Tasks to carry out:
A. From the coronavirus horror watch list, list the kinds of people the writer says are found among the survivors in The Mist.
B. Continue the coronavirus horror watch list from where it stops.

Reading passage:
╭──

Brandon’s Coronavirus Horror Watch List

Over the past several weeks, I’ve experienced a variety of emotions regarding the current coronavirus outbreak. For the most part I tend to teeter between fear of the future and anger for the present. All the pain and frustrations (including the outbreak itself) just seem so preventable if people would be a little less greedy, a little cleaner, and use a little common sense. Nonetheless, that is not the way the world works and if I didn’t fully understand that before, I definitely do now.

The entertainment I’ve consumed has ranged from comedies (to make me laugh in this chaos), westerns/war movies (to show me people overcoming hard times), and horror (which gives me a bit of peace.)

I haven’t done the research on why I feel so at peace while watching horror during this scary time in my life, but I think it has something to do with seeing other people put into horrible situations and having to deal with these horrific events. I also think the nostalgia and community I get from my horror fandom definitely works as a comforting device and it motivates me to work more on this website.

People keep posting lists of movies to watch during this pandemic and they are usually filled with disease related movies. That doesn’t do much for me. I like horror movies that reflect the current tension that is in the air and the uneasiness that seems to be found everywhere you go. So with that being said, here is my recommended coronavirus watch list.



The Mist

The Mist is one of those movies I love to check out when there is a pending disaster on the radar. The last time I watch it was right as a hurricane was about to make landing on the North Carolina coast.


The Mist is about of a group of people who become stranded in a grocery store after a huge mist rolls into town. Everyone who goes outside seemingly doesn’t come back so fear and paranoia begin to run rampant. (You can read my full review of The Mist here.)


The reason The Mist reminds me of our current social climate is because of how everyone is locked within the grocery store and how quickly people have broken off into groups. There is this dangerous unknown entity that is terrorizing everyone, but you can’t see it or define it, you just know it’s there. Within the group of survivors you find religious zealots, racists, idiots, rational people, and everyone in-between. It’s an excellent assortment of characters that each represent the same people we are experiencing in society now who are a little more vocal because they are scared.



Scream

This movie probably looks most out of place on this list, but it was arguably the first movie that came to mind once the outbreak occurred. Scream does an amazing job of establishing real fear within the community. Following a murder of two high school students, school is dismissed and the town enacts a curfew. Some people recognize it and respect the curfew, others do not. (You can read my full review of Scream here.)


The script does a great job of peeking into various conversations where everyone is talking about the murders and their opinions on it. The level of how serious people are taking it varies between the characters but you can tell this a serious matter.


The media is constantly reporting and jostling for the latest angle and it feels very real and relevant to the way things are happening right now. Everyone is out to make a buck, under the disguise of doing a public service.

╰──

Information:
╭──

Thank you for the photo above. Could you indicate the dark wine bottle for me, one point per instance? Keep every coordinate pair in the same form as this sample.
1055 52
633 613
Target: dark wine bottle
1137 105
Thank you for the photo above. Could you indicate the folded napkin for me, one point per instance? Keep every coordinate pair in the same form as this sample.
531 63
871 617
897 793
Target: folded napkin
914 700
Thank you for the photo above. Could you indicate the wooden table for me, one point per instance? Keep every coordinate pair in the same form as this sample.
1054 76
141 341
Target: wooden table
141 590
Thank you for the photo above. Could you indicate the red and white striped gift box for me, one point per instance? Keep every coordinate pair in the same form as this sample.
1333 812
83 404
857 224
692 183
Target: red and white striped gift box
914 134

╰──

Results in order:
A. religious zealots, racists, idiots, rational people

B.
Take Shelter

This is a movie that is borderline not a horror movie. In fact, you could easily dismiss it as a form of science fiction or even a drama. But I think the psychological aspects of Take Shelter place it within the horror realm and it is another movie that really seems to fit the current social attitude.

Take Shelter is about a man who keeps hearing thunder and seeing storms coming that aren’t there. You question whether he’s struggling with mental illness or are these actual premonitions. This fear of the unknown makes him start working on a shelter for his family that is quickly mocked and dismissed by everyone around him.


The film was written during the 2008 recession and seemed to reflect the attitudes and feelings of that time period, which in my mind, have just been amplified by a thousand this time around.


Take Shelter is one of those movies that you won’t want to revisit, but it’s probably going to stick with you quite some time after you watch it.



None of these movies are about a pandemic or a disease. As I mentioned earlier, I picked them because of the emotions and feelings they evoked and how that resonated with me, not so much the plots. Everyone stay safe out there and let’s hope this chaos will be over soon.


Leprechaun Returns Review (2018)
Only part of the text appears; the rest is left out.